Can you reproduce the lines of the records below word for word, starting at the line that contains "the concrete wall" and ending at the end of the records?

DATASET ROWS start

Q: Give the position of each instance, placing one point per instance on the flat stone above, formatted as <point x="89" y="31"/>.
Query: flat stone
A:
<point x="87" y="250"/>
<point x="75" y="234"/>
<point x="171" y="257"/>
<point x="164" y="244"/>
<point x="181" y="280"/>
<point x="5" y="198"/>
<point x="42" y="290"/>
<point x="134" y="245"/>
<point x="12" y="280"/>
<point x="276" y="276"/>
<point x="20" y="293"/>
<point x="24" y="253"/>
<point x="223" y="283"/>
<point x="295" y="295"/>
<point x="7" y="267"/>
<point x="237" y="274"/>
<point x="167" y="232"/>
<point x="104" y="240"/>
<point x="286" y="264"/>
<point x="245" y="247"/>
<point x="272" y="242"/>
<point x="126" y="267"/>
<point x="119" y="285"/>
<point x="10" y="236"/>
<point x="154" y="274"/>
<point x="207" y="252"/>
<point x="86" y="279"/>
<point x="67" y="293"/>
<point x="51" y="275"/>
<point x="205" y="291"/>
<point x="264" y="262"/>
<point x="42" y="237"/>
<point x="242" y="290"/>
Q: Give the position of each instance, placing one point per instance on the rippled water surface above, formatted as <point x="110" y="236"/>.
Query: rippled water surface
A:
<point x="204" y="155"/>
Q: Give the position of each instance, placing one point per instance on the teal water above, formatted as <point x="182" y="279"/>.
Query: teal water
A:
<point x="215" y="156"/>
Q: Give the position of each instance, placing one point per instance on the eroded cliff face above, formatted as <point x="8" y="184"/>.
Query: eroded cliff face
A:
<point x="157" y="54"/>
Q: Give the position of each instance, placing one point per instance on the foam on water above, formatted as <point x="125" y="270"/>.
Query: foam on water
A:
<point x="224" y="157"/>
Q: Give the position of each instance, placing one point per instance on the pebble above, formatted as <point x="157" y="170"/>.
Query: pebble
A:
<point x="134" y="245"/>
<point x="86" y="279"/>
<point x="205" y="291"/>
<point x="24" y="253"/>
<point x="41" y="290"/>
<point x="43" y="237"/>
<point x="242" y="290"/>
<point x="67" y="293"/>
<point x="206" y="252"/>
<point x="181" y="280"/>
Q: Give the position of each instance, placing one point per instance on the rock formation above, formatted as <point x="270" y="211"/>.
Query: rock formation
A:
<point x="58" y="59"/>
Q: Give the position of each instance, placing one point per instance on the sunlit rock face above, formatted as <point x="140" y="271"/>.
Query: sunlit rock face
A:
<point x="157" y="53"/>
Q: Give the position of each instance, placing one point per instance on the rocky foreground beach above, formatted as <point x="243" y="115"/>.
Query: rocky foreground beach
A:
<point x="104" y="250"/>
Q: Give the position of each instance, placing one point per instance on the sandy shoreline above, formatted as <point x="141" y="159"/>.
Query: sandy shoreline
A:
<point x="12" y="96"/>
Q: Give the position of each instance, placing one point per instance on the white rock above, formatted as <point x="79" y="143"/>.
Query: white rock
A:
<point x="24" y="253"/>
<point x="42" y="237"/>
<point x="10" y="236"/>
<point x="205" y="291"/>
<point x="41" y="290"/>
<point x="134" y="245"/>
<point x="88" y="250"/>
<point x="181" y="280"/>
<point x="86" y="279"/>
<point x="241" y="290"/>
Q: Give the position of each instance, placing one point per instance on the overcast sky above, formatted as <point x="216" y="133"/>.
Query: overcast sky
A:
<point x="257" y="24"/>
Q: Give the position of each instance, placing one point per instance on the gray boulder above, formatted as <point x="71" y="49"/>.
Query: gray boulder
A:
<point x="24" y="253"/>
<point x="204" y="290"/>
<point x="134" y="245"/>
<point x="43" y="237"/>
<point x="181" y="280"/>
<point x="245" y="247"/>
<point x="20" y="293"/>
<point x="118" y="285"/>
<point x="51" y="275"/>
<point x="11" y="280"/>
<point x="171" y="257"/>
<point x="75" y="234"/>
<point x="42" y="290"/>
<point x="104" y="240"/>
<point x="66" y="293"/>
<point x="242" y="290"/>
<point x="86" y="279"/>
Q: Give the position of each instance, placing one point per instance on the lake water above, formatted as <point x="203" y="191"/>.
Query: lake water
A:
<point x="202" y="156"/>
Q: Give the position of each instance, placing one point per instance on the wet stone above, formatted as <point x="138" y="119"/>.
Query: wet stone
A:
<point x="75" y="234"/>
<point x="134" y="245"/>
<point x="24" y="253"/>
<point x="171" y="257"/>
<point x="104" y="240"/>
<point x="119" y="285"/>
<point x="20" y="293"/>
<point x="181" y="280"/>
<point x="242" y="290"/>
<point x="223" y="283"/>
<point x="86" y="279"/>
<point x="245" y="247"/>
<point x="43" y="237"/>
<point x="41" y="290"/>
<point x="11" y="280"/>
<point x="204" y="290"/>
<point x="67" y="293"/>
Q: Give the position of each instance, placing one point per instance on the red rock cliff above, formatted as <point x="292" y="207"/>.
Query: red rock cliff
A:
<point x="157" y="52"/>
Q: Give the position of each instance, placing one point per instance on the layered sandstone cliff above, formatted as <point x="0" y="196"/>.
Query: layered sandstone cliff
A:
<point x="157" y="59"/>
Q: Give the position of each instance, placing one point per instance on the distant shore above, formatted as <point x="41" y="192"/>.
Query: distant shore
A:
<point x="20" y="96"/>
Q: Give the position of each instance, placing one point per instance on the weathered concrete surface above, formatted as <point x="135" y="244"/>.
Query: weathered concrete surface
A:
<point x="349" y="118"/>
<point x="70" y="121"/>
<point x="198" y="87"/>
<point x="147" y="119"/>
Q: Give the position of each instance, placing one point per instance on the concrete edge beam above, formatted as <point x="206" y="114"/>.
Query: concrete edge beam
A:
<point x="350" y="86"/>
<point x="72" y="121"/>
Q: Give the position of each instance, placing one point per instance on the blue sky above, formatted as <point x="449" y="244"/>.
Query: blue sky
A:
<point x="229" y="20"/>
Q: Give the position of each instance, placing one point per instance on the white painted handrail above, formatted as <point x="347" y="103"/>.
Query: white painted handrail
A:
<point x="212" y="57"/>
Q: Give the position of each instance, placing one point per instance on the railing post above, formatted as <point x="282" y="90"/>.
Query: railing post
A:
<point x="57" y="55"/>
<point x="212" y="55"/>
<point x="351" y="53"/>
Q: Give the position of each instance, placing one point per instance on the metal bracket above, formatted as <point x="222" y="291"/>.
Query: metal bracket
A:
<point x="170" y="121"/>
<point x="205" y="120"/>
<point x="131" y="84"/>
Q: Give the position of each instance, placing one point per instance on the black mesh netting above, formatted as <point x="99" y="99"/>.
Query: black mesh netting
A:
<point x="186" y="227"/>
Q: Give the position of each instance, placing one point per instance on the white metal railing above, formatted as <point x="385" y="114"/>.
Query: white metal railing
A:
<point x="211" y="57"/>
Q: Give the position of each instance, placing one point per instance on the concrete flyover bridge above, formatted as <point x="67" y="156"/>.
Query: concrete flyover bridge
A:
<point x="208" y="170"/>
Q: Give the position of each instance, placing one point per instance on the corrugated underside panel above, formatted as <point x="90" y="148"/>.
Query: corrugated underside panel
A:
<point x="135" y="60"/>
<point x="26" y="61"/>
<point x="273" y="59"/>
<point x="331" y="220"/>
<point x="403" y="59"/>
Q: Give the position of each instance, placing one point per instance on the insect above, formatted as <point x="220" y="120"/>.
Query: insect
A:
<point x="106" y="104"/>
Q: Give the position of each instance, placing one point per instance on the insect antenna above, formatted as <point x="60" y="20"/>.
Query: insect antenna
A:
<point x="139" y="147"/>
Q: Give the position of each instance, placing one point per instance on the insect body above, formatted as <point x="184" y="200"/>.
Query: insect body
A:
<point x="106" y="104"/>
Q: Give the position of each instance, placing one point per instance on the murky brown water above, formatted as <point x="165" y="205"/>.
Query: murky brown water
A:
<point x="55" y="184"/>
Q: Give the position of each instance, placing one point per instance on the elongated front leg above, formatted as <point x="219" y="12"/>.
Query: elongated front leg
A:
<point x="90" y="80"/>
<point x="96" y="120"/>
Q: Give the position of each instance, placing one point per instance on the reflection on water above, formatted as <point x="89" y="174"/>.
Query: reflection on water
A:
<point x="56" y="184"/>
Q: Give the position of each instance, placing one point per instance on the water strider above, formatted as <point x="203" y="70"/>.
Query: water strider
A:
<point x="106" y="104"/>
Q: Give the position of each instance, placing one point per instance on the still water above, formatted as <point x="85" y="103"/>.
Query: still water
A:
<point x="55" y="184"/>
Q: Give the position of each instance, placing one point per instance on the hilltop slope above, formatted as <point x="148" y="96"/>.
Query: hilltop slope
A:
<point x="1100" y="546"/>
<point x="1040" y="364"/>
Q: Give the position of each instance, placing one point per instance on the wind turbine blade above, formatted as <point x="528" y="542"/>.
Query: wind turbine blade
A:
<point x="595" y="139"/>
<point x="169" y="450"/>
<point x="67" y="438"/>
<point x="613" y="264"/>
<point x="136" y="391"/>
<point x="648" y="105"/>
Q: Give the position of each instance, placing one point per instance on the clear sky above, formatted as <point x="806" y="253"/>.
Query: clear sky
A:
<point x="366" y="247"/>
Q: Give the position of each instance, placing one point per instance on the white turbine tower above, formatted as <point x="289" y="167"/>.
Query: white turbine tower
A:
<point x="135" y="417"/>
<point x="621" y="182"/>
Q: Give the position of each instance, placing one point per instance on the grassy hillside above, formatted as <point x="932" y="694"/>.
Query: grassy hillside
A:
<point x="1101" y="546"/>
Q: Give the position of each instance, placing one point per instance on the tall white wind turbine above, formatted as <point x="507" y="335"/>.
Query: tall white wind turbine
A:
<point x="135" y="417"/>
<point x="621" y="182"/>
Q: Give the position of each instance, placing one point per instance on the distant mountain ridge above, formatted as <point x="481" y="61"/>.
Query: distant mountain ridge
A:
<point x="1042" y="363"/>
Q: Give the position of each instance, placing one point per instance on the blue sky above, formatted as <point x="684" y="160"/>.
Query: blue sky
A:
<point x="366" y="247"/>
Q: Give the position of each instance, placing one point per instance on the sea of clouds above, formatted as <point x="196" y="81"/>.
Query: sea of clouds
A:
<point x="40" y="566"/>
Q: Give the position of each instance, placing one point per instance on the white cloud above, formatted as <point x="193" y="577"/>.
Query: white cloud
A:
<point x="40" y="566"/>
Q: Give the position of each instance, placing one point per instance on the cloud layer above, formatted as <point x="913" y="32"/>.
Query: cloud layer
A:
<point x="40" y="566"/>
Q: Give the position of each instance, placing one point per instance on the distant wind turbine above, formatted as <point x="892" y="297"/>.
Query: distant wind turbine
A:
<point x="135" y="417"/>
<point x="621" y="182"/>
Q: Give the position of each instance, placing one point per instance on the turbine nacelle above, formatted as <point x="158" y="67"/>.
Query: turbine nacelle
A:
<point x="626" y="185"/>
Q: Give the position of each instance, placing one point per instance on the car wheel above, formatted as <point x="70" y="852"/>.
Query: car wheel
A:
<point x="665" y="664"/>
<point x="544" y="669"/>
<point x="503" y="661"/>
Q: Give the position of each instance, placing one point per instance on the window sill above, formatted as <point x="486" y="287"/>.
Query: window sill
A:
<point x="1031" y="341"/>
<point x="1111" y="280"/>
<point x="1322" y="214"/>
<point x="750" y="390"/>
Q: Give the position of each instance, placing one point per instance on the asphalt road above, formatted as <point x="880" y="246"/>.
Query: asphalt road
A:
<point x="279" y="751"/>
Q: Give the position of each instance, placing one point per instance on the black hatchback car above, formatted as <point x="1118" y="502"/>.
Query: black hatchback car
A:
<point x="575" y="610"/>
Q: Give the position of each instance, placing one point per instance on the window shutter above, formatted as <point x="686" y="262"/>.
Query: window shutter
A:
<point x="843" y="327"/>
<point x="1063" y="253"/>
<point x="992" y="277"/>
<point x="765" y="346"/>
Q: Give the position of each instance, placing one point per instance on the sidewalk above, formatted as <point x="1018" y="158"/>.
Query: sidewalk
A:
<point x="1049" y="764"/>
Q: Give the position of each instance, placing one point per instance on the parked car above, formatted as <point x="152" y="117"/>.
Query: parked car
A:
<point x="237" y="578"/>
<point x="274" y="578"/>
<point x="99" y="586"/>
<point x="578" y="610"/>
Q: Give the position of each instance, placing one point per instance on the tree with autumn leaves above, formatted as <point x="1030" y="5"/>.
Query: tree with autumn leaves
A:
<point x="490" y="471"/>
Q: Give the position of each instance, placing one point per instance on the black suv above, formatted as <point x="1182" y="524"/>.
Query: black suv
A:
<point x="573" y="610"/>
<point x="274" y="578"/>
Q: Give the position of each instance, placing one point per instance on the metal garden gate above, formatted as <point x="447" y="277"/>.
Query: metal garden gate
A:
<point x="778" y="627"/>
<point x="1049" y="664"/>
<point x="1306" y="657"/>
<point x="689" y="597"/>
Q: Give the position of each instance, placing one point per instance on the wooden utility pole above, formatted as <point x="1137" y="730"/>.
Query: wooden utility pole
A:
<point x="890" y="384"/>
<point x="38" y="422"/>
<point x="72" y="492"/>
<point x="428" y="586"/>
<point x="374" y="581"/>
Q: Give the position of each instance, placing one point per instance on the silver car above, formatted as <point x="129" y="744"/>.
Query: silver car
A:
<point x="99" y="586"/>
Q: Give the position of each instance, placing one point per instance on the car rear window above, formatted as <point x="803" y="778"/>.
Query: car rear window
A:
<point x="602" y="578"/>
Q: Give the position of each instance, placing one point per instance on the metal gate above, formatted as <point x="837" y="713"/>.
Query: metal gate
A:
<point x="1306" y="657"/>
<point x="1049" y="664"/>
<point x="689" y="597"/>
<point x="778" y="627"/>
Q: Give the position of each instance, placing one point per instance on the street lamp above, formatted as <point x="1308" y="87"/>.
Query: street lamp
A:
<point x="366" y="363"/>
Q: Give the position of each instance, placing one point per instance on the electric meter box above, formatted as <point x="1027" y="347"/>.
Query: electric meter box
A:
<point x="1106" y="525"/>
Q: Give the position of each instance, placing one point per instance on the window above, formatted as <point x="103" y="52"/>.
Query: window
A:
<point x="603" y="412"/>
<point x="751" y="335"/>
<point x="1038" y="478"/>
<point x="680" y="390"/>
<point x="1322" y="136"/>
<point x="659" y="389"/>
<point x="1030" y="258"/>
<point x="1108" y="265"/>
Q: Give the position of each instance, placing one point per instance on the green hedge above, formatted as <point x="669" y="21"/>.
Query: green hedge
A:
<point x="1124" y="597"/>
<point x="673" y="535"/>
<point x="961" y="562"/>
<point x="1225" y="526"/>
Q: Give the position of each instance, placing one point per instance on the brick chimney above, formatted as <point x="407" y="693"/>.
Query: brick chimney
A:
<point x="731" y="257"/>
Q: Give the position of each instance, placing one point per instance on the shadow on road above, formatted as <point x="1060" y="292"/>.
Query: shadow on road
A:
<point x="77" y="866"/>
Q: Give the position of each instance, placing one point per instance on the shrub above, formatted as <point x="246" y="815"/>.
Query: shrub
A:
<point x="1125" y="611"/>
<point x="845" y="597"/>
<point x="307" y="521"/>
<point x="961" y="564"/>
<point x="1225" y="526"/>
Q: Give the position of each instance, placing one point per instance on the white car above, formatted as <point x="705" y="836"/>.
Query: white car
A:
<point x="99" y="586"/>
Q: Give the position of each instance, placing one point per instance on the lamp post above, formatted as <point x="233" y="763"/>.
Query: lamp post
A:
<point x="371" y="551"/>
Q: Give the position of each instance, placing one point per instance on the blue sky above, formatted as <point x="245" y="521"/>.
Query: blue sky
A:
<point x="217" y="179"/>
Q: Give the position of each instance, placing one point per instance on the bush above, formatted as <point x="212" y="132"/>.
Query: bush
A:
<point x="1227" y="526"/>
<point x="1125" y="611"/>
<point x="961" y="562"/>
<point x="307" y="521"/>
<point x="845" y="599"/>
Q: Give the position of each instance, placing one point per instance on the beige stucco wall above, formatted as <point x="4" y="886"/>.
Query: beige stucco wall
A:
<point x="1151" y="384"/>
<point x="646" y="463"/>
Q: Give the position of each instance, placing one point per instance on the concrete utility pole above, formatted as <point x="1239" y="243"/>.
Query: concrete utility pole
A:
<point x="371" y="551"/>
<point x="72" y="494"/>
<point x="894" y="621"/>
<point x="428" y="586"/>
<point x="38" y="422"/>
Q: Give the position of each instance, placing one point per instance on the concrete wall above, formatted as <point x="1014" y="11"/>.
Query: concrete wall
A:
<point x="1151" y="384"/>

DATASET ROWS end

[RESULT]
Q: Give the position of each instance, placing one point per instance on the concrete wall above, formatted as <point x="1014" y="11"/>.
Query: concrete wall
A:
<point x="1151" y="384"/>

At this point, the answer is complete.